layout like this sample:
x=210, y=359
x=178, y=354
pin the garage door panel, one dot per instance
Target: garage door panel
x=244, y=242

Problem to work on -
Reproduce these lines with "garage door panel" swapped for "window shutter" wherever it occurs, leaving everything else unchanged.

Exercise response -
layout like this sample:
x=210, y=359
x=178, y=354
pin the window shutter, one dot per instance
Target: window shutter
x=244, y=242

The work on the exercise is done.